● **Required task**
Please output the entries below from the line that contains "locate eyeglass lens, a point per instance." through the final line, reproduced exactly and alone.

● **Given records**
★ ★ ★ ★ ★ ★ ★
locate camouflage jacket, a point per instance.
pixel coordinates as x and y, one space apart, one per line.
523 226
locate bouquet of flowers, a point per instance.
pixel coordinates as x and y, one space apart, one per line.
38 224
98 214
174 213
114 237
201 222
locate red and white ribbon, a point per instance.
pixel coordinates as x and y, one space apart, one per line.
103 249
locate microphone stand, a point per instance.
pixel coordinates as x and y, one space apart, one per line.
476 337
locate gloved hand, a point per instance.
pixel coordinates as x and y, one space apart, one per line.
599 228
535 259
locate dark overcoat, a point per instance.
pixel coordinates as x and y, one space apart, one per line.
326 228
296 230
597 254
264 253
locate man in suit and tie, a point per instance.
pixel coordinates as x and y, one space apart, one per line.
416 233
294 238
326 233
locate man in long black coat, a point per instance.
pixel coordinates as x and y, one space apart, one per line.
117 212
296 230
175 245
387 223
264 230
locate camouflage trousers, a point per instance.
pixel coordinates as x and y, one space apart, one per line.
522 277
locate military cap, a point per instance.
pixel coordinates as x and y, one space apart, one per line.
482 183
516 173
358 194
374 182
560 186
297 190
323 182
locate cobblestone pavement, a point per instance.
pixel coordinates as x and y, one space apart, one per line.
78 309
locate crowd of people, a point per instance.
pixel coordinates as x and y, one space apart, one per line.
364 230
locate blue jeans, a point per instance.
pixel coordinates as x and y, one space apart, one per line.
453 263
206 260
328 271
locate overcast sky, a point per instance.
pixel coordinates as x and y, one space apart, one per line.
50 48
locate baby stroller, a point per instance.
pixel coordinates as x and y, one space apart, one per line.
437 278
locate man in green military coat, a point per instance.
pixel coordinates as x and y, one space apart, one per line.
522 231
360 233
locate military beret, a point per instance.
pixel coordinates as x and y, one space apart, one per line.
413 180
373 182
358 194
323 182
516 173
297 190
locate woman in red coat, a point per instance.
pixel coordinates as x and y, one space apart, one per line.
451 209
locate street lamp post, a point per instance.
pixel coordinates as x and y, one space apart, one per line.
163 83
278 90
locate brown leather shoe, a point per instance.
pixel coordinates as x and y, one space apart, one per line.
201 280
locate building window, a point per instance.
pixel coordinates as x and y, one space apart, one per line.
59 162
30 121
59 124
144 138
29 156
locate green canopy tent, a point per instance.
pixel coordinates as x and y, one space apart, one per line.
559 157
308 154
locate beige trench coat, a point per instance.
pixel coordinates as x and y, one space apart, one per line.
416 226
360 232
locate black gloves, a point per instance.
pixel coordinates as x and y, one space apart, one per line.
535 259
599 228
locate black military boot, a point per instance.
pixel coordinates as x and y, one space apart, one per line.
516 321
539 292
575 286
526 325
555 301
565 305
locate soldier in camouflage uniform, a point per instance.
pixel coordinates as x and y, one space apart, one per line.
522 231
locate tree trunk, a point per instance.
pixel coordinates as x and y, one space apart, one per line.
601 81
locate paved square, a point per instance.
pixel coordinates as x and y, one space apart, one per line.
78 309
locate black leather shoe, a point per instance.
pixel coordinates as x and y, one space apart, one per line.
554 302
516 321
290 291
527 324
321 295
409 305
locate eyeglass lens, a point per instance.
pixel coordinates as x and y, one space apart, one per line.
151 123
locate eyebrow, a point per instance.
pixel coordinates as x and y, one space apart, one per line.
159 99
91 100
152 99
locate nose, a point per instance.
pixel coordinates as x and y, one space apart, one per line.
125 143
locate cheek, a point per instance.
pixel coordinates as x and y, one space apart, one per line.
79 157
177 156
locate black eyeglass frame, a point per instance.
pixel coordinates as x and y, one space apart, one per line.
★ ★ ★ ★ ★ ★ ★
● **Exercise result**
locate eyeglass lens, a point per instance.
pixel coordinates as x and y, one space apart, one per line.
151 123
locate eyebrow, a point per instance.
pixel coordinates as x and y, one space apart, one per line.
159 99
91 100
152 99
locate nose, a point per instance.
pixel coordinates as x and y, one space apart, one per line.
125 143
locate cheek, a point per instance.
pixel coordinates as x and y, one space apart, one per line.
79 157
177 156
locate black eyeglass frame, a point per instance.
pixel coordinates as x and y, one space apart, one per line.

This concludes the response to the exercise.